À faire:
a - Recopiez mot pour mot le passage du texte sur le roman Nounou qui va de « Voilà un très » jusqu'à « n’est pas dévorante. ».
b - Écrivez la suite du texte sur le roman Nounou, à partir de sa dernière phrase.

Texte donné:
Nounou

Roman de Michel Jeury.

Céline arrive de son Morvan natal pour se placer comme nourrice à Paris. Elle doit pour cela laisser son propre fils Augustin aux soins d’une nourrice d’institution. Au Grand bureau des nourrices, on lui trouve une place dans la famille Langlais, riche et connue du Tout-Paris. Céline s’attache rapidement à Victor, le nourrisson qu’on lui a confié. La vie dans la capitale révèle la beauté et la finesse de la jeune provinciale. Très vite, elle séduit le fils de la famille et le précepteur des enfants Langlais. Mais Céline reste fidèle à son époux, un homme qui dépense le salaire de sa femme en boisson et qui se désintéresse de leur enfant. Céline, pure et fraîche comme aux premiers jours, découvre une vie bourgeoise faite de manigances, de fourberies et de dédain. Elle se prend aussi à rêver d’une autre vie.

Voilà un très joli récit, entre province et capitale. Le personnage de Céline est charmant et élégamment présenté. Elle m’a rappelé Denise Baudu du Bonheur des Dames. Ingénue, mais forte d’un bon sens campagnard, elle affronte aisément les pièges de la vie parisienne. Un peu Cendrillon des temps modernes, avec un prince tout aussi moderne, Céline incarne la réussite modeste des petites gens dont l’ambition n’est pas dévorante.

Entrées fournies:

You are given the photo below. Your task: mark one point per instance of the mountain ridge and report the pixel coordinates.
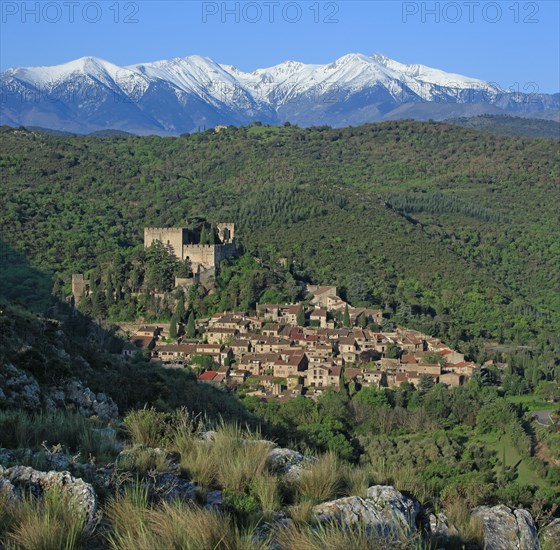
(184, 94)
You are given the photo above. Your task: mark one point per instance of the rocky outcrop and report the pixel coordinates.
(22, 480)
(507, 529)
(550, 535)
(290, 464)
(86, 401)
(169, 487)
(385, 512)
(21, 390)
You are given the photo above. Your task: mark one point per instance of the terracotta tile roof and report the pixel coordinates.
(208, 375)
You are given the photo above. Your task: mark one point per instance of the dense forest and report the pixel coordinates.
(446, 229)
(449, 230)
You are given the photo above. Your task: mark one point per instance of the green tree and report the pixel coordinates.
(173, 327)
(160, 268)
(300, 317)
(180, 309)
(191, 327)
(346, 319)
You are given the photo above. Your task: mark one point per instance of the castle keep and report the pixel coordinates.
(184, 243)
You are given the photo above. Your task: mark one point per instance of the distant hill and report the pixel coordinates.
(510, 125)
(455, 231)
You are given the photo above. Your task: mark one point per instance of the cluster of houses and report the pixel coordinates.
(273, 356)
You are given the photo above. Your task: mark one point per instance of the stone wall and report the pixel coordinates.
(174, 237)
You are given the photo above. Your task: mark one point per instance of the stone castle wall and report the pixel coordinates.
(174, 237)
(208, 256)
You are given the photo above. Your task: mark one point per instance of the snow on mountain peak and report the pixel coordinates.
(267, 87)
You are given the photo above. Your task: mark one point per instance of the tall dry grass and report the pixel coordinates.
(334, 537)
(323, 481)
(135, 524)
(47, 523)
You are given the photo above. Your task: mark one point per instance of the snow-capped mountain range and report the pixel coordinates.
(189, 93)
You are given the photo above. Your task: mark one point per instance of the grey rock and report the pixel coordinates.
(7, 490)
(289, 463)
(25, 479)
(58, 461)
(386, 512)
(6, 456)
(57, 395)
(88, 403)
(550, 534)
(438, 526)
(507, 529)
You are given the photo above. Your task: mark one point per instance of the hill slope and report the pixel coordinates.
(457, 227)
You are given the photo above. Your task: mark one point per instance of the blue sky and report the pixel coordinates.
(511, 43)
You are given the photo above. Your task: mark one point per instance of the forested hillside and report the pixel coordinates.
(449, 230)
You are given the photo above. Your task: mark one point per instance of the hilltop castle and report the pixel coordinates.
(185, 244)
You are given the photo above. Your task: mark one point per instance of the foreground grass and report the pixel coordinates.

Réponses:
a -
Voilà un très joli récit, entre province et capitale. Le personnage de Céline est charmant et élégamment présenté. Elle m’a rappelé Denise Baudu du Bonheur des Dames. Ingénue, mais forte d’un bon sens campagnard, elle affronte aisément les pièges de la vie parisienne. Un peu Cendrillon des temps modernes, avec un prince tout aussi moderne, Céline incarne la réussite modeste des petites gens dont l’ambition n’est pas dévorante.

b -
La condition des nourrices est bien écrite et, il me semble, abondamment documentée. L’examen médical que subit Céline est digne de la foire aux bestiaux. Céline, comme tant d’autres pauvres provinciaux, est contrainte de quitter son village pour se « vendre » à Paris. Les Auvergnats portent le charbon, les Alsaciens sont ramoneurs, etc. Chaque province envoie dans la grande et brillante capitale une belle partie de ses forces vives et de ses talents. Tous ces déracinés sont perdus dans un Paris qui a besoin d’eux, qui les tolère, mais qui les méprise. Le rapport Paris/province est exclusivement fondé sur l’argent.

Dans le Paris de 1888, à la veille de l’Exposition Universelle, le lecteur rencontre Gustave Eiffel et son extraordinaire construction métallique. Les Langlais, riches entrepreneurs, côtoient les artistes et les intellectuels de l’époque. Alphonse Daudet fait partie des familiers. Le Tout-Paris est dépeint avec ironie: il y a ceux qui y évoluent avec aisance, ceux qui voudraient faire de même, ceux qui rêvent d’y entrer et les autres.

Le texte oscille entre roman historique et fresque sociale. L’écriture est fine et entraînante. Le roman se lit vite et laisse un agréable souvenir.